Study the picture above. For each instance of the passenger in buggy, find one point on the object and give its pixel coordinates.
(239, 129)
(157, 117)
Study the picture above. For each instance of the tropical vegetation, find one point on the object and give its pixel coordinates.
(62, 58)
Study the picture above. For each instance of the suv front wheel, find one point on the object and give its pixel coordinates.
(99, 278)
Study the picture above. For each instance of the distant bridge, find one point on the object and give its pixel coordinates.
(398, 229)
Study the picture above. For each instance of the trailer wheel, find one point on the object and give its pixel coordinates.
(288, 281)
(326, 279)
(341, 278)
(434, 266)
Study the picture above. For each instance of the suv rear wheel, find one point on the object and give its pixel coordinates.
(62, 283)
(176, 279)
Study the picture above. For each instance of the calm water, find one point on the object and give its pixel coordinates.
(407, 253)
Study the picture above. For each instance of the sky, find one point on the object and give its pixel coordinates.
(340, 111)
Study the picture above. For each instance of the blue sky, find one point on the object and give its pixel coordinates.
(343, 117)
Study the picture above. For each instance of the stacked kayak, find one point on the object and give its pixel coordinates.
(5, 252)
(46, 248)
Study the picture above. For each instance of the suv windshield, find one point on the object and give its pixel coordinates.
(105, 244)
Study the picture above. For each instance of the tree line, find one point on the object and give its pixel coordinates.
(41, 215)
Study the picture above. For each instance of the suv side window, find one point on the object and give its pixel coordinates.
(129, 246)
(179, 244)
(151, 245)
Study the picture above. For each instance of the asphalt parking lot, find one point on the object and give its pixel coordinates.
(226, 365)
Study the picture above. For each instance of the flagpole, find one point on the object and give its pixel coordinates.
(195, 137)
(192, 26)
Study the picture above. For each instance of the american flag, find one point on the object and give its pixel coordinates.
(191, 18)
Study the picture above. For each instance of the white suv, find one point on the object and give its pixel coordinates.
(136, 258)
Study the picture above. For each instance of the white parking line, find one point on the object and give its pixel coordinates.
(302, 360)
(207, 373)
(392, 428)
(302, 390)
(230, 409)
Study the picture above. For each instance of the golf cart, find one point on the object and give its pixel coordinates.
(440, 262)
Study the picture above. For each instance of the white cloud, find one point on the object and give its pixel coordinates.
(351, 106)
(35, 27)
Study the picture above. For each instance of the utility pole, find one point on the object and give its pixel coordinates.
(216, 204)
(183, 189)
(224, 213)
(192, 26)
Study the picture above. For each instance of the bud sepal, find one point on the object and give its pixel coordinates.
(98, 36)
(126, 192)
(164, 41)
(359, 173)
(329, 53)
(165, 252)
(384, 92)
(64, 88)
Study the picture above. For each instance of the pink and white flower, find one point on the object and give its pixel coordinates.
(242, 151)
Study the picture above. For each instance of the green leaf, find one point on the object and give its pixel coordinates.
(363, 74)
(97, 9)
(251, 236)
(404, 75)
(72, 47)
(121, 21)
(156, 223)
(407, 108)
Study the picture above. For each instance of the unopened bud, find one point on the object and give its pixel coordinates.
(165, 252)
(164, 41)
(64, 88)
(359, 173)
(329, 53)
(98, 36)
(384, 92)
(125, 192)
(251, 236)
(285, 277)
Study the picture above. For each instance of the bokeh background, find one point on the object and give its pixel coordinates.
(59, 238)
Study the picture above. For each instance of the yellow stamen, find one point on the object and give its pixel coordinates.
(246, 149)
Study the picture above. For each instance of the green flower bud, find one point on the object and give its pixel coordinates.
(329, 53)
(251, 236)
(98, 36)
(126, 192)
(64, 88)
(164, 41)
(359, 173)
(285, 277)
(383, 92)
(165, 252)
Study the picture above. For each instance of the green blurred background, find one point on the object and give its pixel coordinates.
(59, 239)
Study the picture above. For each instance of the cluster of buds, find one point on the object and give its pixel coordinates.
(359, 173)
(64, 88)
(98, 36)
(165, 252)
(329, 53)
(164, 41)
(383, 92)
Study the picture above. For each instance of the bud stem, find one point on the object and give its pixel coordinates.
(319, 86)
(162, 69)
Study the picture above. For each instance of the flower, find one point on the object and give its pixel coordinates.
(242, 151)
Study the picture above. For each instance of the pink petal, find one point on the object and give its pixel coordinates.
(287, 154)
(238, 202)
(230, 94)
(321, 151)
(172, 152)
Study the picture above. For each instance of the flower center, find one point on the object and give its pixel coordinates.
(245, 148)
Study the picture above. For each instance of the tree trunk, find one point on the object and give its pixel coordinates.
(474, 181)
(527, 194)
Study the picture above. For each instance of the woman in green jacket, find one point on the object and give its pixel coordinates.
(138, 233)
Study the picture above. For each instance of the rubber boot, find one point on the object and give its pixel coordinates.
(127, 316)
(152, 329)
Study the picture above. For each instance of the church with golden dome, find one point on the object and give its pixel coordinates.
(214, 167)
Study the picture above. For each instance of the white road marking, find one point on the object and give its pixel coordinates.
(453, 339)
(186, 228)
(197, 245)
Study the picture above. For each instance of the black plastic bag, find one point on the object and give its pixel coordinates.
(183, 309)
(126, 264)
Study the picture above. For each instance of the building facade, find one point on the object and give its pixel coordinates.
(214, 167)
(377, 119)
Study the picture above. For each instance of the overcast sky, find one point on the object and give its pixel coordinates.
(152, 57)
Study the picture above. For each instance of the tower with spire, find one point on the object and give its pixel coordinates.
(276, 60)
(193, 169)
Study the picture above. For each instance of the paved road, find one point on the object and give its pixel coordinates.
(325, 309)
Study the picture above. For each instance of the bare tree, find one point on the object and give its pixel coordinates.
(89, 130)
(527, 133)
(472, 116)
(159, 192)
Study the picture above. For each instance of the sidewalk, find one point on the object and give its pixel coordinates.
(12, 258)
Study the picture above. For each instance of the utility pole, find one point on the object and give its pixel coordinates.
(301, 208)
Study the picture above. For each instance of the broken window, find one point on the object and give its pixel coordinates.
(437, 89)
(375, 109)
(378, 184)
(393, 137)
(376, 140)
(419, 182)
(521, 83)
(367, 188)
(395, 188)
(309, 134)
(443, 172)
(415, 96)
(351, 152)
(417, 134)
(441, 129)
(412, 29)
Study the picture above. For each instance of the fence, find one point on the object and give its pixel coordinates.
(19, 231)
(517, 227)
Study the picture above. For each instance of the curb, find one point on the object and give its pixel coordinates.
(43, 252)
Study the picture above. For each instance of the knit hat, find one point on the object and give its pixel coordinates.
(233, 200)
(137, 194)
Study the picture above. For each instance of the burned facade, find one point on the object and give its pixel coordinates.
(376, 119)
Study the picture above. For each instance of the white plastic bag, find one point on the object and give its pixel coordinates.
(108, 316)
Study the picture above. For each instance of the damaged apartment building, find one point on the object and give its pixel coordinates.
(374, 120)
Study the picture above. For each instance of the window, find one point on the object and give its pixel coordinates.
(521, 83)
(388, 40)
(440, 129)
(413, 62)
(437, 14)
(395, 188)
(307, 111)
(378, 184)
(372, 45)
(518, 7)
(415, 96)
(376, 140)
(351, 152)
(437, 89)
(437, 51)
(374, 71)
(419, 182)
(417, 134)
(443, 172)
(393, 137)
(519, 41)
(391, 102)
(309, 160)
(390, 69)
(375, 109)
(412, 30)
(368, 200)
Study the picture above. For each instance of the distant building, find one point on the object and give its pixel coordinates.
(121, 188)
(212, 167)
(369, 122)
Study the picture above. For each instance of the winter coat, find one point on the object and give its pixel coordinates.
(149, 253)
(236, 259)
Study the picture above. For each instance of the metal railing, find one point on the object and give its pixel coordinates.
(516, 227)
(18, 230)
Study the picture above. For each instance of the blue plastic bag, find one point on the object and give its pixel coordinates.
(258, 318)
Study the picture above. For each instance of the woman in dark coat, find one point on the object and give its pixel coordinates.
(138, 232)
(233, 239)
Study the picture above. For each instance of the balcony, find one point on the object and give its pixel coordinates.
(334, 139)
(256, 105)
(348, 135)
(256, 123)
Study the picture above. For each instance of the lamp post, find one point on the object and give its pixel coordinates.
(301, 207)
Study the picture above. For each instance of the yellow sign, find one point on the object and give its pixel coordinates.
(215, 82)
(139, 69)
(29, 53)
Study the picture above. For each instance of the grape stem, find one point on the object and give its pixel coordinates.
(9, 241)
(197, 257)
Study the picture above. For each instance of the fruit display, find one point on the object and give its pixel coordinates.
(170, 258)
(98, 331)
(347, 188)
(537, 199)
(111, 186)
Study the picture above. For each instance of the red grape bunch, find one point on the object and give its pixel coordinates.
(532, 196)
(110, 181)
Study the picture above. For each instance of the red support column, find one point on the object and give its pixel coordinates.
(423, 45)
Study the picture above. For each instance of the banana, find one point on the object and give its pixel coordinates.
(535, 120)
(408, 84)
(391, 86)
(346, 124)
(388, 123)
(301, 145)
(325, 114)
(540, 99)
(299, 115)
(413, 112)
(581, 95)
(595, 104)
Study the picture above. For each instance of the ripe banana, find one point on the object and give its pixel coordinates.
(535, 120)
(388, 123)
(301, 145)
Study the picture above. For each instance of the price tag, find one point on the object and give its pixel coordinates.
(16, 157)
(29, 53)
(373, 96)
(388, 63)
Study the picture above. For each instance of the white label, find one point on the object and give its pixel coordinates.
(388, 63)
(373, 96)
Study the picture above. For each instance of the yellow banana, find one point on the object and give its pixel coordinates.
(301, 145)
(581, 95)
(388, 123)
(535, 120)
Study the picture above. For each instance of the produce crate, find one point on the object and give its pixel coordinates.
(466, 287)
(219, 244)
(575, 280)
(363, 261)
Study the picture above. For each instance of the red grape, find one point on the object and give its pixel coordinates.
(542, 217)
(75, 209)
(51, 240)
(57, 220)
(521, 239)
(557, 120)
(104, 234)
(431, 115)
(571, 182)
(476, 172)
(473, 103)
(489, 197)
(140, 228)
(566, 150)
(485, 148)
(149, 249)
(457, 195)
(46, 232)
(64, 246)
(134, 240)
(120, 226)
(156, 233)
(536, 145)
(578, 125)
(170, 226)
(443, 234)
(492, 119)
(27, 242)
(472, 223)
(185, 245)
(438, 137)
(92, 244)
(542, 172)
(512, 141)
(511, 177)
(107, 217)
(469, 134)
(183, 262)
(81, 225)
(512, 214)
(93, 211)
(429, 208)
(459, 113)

────────────────────

## Directions:
Write the lines out exactly, from the one with "Study the picture above. For each instance of the fruit" down to the last line of the listing, and leave out all others.

## Answer to this problem:
Study the picture above. For each instance of the fruit display, find one point on the object and give its pixel coordinates.
(170, 258)
(98, 331)
(347, 188)
(537, 199)
(111, 186)
Study the picture above. For each instance of the red grape bunch, find one point on the object and give its pixel coordinates.
(532, 196)
(110, 181)
Study the picture above. For each instance of the red support column, find one point on the object and give its pixel coordinates.
(423, 45)
Study the picture above. For each instance of the banana, find one point on the object and give its pixel coordinates.
(535, 120)
(408, 84)
(391, 86)
(346, 124)
(388, 123)
(301, 145)
(325, 114)
(540, 99)
(299, 115)
(413, 112)
(581, 95)
(595, 104)
Study the picture above. For each instance of the ripe banana, find one point on the object and give its pixel coordinates.
(535, 120)
(388, 123)
(301, 145)
Study the picture above. For each instance of the price tag, find one point on the object and give its pixel coordinates.
(16, 157)
(29, 53)
(373, 96)
(388, 63)
Study the picture above. For each instance of the white label, find one point on the object and give its pixel coordinates.
(388, 63)
(373, 96)
Study the picture above. For each instance of the yellow banana, find one point on the object and give its pixel coordinates.
(301, 145)
(581, 95)
(388, 123)
(535, 120)
Study the picture above. For each instance of the produce crate, find one point on the object and give its pixel coordinates.
(466, 287)
(219, 244)
(575, 280)
(363, 261)
Study the picture above. For each instance of the red grape, find one point on the object and give its pixel coordinates.
(542, 217)
(75, 209)
(51, 240)
(57, 220)
(521, 239)
(557, 120)
(104, 234)
(431, 115)
(571, 182)
(476, 172)
(473, 103)
(489, 197)
(140, 228)
(566, 150)
(485, 148)
(149, 249)
(457, 195)
(46, 232)
(64, 246)
(134, 240)
(120, 226)
(156, 233)
(536, 145)
(578, 125)
(170, 226)
(443, 234)
(492, 119)
(27, 242)
(472, 223)
(185, 245)
(438, 137)
(92, 244)
(542, 172)
(512, 141)
(511, 177)
(107, 217)
(469, 134)
(183, 262)
(81, 225)
(512, 214)
(93, 211)
(429, 208)
(459, 113)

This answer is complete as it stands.